◆ TASK REQUIREMENTS
Stop after the line that contains "Target: shredded green leaves"; until then, restate each line of the entries word for word from the very first.

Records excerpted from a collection
────────────────────────────────────────

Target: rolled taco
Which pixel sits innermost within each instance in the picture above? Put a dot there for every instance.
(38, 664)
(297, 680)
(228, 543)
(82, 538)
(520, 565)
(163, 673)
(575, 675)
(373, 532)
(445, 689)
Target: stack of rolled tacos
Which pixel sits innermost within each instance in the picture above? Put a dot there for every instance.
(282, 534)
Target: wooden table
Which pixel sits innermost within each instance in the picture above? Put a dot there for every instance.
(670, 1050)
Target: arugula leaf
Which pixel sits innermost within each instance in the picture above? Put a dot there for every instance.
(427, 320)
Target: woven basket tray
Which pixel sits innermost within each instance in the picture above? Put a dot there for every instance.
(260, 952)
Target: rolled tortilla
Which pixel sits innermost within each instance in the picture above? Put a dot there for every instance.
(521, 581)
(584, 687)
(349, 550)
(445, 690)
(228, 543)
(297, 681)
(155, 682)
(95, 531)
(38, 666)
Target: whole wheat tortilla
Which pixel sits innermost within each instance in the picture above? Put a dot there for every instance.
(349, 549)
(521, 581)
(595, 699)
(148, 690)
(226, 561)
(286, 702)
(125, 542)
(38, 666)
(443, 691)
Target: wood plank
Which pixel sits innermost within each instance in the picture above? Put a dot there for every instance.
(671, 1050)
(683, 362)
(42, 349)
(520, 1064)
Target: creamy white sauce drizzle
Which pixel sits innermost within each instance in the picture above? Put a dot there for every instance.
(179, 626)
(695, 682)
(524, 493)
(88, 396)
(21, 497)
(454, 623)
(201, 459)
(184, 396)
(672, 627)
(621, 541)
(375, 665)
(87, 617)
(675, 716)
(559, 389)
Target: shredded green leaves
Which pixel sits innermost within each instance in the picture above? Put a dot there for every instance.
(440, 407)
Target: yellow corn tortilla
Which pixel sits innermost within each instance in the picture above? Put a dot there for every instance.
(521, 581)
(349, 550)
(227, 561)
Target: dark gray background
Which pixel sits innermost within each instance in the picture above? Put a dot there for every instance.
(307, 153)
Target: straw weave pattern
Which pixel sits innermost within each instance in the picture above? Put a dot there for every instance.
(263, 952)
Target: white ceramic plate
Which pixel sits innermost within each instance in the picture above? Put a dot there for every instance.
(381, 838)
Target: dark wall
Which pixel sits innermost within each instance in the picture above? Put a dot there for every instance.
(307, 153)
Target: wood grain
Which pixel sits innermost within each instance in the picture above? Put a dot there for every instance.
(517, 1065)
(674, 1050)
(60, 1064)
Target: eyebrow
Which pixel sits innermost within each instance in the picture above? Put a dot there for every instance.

────────────────────────────────────────

◆ YOUR SOLUTION
Target: rolled taco
Which pixel sits innermost within each instance in the picture above? Put a dot there for every instance.
(38, 664)
(297, 680)
(228, 543)
(82, 538)
(520, 565)
(163, 673)
(575, 675)
(373, 532)
(445, 689)
Target: stack of rolled tacos
Which pixel sits innermost within each instance in the picture above? Put a dot there for every instance.
(282, 534)
Target: wooden table
Which pixel sits innermost within each instance in the picture above? Put a dot there for every instance.
(670, 1050)
Target: arugula leaf
Which pixel sits innermost within each instance in the picture above? Put a dot there for every instance.
(427, 320)
Target: woven basket tray
Which pixel sits innermost within each instance in the picture above? Put a dot there for every instance.
(260, 952)
Target: rolled tortilla
Which pixel sits innermost within each instance in the picture above? Put a dot there for every instance.
(521, 581)
(584, 687)
(349, 550)
(445, 690)
(228, 543)
(297, 681)
(155, 682)
(95, 531)
(38, 666)
Target: whole wheat tortilla
Which pixel sits innermost within each instance in the picture above? Put a dot there for every instance.
(349, 549)
(521, 581)
(595, 699)
(148, 690)
(226, 561)
(286, 702)
(125, 542)
(38, 666)
(443, 691)
Target: wood plank
Which pixel sits innermost within each instance in the picture above? Put a dot there for every instance.
(671, 1050)
(683, 362)
(42, 349)
(520, 1064)
Target: creamy white sauce drizzle
Which pixel sits innermost within each instance in the picture above? Put a dot there for every instance.
(179, 626)
(695, 682)
(524, 493)
(88, 396)
(21, 497)
(454, 623)
(201, 459)
(184, 396)
(672, 627)
(621, 541)
(375, 665)
(87, 617)
(675, 716)
(559, 389)
Target: shredded green leaves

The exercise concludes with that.